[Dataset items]
-- begin --

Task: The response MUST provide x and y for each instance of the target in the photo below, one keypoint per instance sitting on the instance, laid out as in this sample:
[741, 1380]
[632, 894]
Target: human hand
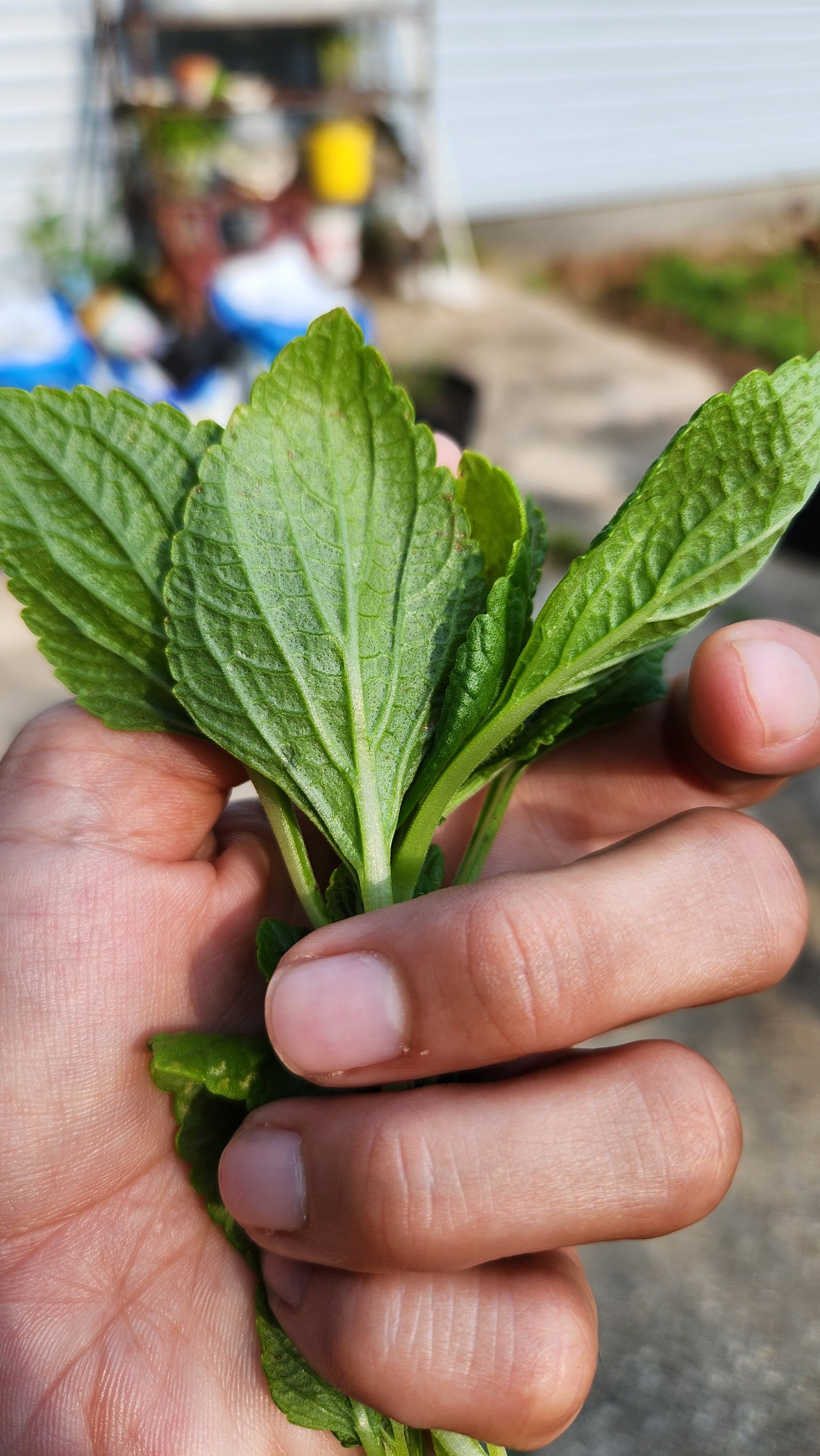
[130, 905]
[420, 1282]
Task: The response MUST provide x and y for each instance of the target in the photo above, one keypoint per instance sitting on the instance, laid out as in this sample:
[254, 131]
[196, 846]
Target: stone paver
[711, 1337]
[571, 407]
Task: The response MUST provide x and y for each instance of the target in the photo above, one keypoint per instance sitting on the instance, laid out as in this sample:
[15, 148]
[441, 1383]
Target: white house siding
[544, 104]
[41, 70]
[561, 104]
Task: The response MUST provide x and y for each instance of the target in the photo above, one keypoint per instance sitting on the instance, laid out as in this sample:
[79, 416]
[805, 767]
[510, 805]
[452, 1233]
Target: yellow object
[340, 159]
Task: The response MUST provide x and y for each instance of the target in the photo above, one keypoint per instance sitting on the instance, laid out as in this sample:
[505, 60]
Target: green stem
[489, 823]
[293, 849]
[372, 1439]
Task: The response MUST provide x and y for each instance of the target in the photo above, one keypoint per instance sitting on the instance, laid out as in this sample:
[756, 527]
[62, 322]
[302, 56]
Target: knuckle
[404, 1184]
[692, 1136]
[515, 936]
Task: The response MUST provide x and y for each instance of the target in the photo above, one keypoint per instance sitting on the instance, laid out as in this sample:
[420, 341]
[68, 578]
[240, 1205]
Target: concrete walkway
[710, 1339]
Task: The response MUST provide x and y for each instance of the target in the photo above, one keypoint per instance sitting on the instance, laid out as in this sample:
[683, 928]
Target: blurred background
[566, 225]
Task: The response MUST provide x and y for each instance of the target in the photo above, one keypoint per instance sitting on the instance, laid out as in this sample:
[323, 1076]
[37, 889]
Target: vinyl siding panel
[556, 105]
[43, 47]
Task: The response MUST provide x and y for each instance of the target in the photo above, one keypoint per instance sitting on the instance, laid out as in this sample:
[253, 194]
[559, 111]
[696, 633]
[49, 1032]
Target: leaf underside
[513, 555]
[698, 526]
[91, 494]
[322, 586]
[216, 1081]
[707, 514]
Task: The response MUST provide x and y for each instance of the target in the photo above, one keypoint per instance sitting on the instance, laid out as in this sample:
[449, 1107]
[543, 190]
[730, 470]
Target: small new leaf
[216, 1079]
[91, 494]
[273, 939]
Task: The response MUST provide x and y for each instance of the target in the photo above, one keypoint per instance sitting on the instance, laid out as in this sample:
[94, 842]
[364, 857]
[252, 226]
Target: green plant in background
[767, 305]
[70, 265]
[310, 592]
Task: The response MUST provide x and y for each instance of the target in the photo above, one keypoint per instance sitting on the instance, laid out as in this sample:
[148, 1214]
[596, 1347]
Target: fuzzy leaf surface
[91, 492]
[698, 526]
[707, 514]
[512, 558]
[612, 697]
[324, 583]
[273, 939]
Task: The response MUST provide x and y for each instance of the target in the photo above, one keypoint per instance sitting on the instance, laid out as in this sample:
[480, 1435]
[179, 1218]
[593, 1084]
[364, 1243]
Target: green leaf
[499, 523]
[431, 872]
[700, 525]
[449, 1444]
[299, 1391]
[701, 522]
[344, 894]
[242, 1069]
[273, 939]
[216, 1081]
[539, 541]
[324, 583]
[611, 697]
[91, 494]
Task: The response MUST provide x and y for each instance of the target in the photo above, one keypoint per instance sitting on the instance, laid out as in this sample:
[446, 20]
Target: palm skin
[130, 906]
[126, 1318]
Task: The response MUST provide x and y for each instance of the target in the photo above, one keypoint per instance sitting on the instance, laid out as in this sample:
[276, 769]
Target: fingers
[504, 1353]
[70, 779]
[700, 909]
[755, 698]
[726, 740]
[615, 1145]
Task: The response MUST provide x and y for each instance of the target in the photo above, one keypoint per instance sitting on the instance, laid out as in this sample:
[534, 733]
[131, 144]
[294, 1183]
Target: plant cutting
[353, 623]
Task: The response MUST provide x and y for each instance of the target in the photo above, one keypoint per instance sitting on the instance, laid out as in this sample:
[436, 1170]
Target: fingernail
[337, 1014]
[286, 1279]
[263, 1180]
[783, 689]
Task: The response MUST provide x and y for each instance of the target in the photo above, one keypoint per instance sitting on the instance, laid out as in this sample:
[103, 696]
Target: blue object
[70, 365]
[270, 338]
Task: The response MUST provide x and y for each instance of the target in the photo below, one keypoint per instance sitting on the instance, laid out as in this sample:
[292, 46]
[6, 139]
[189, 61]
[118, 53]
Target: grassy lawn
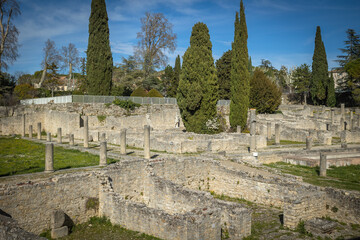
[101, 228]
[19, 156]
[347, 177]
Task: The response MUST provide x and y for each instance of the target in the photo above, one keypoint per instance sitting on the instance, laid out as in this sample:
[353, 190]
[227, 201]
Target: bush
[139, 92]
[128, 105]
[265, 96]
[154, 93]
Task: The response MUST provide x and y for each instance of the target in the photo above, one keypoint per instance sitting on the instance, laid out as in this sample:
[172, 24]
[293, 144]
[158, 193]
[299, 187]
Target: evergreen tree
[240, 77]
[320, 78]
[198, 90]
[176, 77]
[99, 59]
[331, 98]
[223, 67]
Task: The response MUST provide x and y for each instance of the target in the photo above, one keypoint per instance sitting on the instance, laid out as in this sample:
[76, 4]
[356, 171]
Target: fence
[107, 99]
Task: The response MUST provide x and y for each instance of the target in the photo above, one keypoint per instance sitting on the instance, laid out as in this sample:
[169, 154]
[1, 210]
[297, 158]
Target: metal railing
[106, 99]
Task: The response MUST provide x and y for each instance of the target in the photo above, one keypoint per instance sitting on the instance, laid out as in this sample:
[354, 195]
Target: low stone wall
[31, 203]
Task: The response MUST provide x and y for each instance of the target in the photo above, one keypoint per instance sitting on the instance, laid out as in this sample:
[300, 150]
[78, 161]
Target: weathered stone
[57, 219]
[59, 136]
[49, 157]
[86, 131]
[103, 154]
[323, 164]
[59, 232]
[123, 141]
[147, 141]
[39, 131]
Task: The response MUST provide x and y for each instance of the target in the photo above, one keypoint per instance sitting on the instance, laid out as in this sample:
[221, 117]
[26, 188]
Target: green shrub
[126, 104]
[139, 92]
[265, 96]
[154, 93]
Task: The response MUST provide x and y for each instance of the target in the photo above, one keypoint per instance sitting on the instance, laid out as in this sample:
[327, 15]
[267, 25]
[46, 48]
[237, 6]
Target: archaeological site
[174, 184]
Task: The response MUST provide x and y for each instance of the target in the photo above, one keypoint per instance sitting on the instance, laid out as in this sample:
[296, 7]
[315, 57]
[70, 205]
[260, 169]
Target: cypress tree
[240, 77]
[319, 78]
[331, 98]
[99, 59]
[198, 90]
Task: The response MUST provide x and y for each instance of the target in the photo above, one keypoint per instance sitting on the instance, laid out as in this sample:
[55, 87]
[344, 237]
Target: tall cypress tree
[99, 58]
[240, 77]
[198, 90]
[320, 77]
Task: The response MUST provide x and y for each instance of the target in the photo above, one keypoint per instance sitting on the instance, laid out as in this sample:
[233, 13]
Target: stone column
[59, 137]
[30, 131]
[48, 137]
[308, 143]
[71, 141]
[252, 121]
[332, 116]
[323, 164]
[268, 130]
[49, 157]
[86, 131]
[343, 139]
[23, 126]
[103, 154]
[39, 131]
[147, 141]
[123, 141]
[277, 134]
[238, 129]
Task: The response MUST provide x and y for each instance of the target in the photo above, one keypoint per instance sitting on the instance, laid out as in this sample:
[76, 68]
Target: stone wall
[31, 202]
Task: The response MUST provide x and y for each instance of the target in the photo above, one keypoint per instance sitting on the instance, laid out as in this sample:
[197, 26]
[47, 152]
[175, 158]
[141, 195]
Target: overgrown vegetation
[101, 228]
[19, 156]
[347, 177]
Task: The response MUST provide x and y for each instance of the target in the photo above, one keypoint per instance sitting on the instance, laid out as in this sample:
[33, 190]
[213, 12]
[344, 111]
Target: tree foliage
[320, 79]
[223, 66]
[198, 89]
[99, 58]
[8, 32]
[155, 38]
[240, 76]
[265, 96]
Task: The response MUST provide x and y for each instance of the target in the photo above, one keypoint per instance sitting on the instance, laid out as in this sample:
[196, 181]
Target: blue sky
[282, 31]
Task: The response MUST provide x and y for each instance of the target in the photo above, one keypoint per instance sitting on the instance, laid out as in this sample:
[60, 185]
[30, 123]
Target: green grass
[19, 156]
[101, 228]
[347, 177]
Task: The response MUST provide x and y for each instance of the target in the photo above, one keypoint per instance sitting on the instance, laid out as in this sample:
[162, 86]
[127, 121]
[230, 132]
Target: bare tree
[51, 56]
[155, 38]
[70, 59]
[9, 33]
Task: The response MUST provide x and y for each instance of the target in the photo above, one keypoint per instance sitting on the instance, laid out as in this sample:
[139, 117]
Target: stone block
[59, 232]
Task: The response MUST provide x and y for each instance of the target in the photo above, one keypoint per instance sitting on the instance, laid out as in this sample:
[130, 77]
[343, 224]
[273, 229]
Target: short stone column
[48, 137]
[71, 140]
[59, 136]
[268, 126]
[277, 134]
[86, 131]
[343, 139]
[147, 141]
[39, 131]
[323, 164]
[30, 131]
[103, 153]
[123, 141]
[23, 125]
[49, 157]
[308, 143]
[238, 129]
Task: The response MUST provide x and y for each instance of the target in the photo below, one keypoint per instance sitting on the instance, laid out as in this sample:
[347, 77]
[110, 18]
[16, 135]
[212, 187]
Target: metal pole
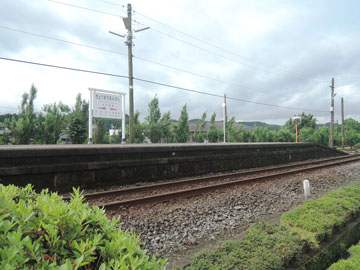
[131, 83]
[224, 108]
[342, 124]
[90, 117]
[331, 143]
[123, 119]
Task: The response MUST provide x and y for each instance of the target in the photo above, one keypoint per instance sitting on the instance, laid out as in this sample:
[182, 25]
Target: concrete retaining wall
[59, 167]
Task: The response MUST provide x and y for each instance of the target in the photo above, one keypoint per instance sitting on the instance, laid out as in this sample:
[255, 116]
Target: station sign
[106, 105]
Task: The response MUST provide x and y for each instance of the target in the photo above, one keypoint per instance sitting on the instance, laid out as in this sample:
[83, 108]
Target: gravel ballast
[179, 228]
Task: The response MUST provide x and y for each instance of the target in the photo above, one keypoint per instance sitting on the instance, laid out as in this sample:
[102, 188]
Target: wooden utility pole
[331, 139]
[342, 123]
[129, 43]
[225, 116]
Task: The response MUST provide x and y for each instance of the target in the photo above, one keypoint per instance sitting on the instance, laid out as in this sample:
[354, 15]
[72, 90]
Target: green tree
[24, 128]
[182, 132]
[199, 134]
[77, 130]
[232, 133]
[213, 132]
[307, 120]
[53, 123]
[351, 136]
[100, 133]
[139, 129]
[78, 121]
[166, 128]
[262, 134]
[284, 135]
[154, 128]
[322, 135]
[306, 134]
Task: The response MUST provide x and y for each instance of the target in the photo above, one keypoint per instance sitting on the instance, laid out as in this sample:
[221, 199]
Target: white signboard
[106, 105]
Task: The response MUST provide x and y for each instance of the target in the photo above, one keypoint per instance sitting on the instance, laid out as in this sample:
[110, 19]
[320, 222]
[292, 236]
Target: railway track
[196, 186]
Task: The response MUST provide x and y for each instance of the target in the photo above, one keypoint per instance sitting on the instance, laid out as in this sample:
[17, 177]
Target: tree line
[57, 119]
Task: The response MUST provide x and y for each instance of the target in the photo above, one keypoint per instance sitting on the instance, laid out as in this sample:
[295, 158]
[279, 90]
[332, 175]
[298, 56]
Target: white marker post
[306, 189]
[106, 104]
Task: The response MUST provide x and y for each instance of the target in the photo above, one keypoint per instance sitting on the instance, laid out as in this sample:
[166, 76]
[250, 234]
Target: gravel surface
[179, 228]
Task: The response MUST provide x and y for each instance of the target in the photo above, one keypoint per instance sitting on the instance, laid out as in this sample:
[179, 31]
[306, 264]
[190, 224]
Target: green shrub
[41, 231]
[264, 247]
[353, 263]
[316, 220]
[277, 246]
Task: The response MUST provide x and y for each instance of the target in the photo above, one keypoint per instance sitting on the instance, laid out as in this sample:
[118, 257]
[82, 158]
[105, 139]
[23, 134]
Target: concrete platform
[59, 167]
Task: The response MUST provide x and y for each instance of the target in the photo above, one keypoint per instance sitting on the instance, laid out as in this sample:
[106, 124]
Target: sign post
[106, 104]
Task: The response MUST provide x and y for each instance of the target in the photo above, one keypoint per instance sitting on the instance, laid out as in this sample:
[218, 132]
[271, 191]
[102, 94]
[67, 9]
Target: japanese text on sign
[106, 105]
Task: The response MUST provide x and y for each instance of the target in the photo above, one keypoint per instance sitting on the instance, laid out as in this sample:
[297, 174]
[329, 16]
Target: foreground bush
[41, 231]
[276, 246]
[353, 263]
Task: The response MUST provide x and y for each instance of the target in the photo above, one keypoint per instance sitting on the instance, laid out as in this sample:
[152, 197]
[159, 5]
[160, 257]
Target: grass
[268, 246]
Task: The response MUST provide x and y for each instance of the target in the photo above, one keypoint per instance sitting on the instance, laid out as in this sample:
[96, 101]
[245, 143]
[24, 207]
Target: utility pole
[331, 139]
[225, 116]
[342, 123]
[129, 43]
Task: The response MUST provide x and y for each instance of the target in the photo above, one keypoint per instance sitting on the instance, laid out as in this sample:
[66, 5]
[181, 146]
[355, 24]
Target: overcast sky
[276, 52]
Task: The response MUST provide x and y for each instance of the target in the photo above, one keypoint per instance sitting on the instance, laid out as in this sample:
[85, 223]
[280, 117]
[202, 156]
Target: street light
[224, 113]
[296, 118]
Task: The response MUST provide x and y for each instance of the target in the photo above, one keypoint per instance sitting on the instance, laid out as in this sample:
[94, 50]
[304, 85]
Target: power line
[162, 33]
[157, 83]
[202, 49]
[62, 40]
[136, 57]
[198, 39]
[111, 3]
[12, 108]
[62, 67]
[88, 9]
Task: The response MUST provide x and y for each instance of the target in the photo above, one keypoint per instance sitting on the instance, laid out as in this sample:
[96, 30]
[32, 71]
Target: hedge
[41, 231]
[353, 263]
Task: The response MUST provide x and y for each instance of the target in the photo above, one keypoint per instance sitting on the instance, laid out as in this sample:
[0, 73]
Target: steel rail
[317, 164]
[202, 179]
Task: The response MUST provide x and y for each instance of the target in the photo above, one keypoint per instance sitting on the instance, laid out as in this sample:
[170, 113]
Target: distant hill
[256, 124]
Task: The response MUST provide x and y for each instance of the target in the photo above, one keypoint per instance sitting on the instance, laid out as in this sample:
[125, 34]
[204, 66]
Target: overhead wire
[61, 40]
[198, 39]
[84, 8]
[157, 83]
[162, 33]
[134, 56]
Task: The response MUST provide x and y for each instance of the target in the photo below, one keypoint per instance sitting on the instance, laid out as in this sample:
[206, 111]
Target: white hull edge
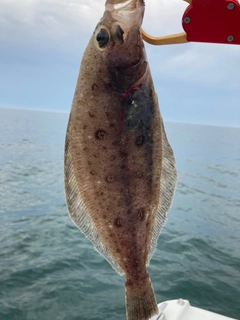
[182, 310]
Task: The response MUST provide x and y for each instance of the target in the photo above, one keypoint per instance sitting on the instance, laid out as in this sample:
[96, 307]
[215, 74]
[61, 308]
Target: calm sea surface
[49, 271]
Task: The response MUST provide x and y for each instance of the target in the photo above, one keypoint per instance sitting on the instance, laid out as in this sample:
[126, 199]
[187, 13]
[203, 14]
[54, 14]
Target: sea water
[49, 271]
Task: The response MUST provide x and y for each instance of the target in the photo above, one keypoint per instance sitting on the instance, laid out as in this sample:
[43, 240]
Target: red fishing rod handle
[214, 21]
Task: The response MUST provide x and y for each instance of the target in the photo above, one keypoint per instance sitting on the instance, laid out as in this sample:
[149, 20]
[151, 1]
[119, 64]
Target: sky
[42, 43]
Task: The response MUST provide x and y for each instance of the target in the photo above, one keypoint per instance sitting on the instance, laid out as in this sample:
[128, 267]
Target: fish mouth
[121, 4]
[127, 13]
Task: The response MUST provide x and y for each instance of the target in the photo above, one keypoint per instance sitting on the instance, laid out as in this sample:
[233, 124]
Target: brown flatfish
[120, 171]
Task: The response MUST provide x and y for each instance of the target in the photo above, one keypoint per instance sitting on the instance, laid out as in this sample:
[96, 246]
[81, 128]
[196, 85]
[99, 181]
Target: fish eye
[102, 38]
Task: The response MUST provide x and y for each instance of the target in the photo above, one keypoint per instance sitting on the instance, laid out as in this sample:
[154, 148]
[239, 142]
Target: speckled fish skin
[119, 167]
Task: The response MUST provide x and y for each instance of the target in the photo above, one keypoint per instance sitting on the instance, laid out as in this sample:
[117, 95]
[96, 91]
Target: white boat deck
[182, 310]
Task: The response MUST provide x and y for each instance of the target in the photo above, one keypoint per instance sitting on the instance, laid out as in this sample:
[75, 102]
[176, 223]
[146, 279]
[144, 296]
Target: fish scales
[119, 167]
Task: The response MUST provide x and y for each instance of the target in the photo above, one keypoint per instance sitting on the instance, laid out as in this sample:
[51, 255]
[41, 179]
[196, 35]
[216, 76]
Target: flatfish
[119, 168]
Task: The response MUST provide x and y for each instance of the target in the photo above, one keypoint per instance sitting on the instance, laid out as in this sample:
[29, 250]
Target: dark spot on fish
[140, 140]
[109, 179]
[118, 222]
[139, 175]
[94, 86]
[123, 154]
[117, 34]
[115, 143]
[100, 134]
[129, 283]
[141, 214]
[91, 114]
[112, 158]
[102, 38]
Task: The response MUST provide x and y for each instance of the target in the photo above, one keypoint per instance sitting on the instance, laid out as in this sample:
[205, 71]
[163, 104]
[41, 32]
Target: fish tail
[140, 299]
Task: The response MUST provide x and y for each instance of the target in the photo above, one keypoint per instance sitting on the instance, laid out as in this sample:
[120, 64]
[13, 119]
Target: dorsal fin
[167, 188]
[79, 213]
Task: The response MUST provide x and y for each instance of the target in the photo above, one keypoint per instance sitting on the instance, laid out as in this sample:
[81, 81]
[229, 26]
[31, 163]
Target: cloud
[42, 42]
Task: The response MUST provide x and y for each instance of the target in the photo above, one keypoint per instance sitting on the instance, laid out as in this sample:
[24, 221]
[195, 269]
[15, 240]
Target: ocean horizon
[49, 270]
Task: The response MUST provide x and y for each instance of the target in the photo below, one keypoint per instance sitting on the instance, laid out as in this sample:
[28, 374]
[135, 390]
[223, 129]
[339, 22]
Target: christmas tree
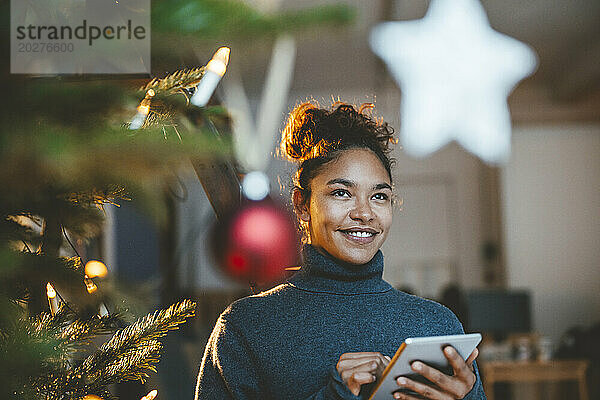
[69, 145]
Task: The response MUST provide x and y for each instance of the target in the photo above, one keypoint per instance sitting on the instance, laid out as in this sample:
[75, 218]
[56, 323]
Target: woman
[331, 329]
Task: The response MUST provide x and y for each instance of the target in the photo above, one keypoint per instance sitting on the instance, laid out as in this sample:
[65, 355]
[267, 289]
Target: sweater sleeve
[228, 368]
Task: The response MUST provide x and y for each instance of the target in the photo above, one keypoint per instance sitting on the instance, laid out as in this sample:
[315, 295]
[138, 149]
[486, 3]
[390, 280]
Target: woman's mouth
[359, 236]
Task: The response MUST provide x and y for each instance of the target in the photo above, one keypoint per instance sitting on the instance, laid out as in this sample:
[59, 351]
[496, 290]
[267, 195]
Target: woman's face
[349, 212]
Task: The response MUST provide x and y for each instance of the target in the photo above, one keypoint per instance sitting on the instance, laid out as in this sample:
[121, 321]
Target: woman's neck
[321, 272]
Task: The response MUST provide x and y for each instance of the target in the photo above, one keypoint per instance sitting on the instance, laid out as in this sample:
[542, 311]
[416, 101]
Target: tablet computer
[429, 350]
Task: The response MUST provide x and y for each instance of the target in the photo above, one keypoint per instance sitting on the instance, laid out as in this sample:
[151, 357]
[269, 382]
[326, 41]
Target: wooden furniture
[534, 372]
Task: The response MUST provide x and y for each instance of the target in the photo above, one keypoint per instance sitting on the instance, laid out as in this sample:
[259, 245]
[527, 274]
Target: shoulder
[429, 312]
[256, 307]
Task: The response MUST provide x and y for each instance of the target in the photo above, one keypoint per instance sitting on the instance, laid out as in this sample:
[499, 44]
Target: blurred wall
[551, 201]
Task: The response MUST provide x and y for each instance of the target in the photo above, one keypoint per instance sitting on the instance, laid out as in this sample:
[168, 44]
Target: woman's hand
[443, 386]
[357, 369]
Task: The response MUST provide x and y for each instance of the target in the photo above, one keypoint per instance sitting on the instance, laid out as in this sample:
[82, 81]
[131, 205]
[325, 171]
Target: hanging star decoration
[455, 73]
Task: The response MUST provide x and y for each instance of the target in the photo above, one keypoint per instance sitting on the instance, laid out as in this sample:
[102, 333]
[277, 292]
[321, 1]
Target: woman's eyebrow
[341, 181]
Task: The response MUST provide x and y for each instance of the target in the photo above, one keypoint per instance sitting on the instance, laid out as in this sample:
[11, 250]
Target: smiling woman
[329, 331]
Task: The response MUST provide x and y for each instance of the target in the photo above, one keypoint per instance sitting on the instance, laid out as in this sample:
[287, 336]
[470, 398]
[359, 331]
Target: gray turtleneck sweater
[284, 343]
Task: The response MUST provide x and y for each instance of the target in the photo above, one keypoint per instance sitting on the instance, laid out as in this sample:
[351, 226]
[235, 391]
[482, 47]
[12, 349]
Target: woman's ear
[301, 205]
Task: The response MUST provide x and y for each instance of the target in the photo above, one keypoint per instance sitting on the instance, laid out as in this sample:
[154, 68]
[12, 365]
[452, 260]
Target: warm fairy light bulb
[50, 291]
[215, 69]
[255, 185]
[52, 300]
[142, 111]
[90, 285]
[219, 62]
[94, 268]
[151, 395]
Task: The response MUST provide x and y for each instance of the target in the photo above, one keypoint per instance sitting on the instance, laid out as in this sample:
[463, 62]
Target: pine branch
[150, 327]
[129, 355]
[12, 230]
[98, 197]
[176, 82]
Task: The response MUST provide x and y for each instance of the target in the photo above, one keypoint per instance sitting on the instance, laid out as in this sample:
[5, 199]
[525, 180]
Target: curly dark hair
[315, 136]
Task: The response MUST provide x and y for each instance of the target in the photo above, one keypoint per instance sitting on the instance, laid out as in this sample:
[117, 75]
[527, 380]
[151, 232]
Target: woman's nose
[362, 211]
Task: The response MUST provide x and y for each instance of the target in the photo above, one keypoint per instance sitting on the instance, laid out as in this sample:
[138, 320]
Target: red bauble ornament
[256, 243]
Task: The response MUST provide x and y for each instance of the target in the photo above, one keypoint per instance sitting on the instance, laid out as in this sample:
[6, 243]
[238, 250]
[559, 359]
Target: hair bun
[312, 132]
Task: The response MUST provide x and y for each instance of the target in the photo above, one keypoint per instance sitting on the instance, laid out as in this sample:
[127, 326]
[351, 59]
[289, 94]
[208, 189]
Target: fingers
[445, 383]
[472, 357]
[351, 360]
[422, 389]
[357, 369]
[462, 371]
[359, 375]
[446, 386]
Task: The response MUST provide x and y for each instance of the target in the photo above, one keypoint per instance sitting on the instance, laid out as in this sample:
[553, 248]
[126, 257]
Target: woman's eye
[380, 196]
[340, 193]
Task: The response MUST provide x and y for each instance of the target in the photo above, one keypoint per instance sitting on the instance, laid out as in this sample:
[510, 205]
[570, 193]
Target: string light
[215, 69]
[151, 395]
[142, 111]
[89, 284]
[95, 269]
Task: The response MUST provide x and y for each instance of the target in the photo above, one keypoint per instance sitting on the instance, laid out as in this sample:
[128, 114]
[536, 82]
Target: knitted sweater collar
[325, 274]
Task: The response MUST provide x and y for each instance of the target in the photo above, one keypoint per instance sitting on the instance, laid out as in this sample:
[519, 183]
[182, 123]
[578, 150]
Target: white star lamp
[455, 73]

-- end --

Directive
Reproduce the items above unchanged, starting at their first line and stopping after the line that contains "[372, 1439]". Leave the pictures out of your answer.

Solution to this problem
Task: The response MUST provide x and y for each instance of the target in the photo below, one keypoint per instance sitting on the instance, laid out as in this sample:
[741, 1380]
[632, 894]
Target: human hand
[130, 905]
[420, 1282]
Task: The response MUST provide x and y for each instance of the target in the photo above, one keypoint per instance sitting on the instance, laid out as in this sample:
[254, 131]
[196, 846]
Target: stone paver
[711, 1337]
[571, 407]
Task: The response MUST provide x and y for each instance of the target in the photo above, one keypoint per instance sitting on the instance, laid out as in this sample:
[15, 148]
[441, 1383]
Target: white house siding
[544, 104]
[41, 70]
[561, 104]
Task: The response MUST provide x and y for each instance of the target in the photo above, one keypoint per instance sitting on the instance, laid out as in this sample:
[79, 416]
[805, 767]
[510, 805]
[452, 1233]
Target: yellow object
[340, 159]
Task: The response MUST provide x and y for each instance of the target in the photo above, one keypoint per instance sitting on the instance, laid out as in this sample:
[505, 60]
Target: green stem
[489, 823]
[293, 849]
[372, 1439]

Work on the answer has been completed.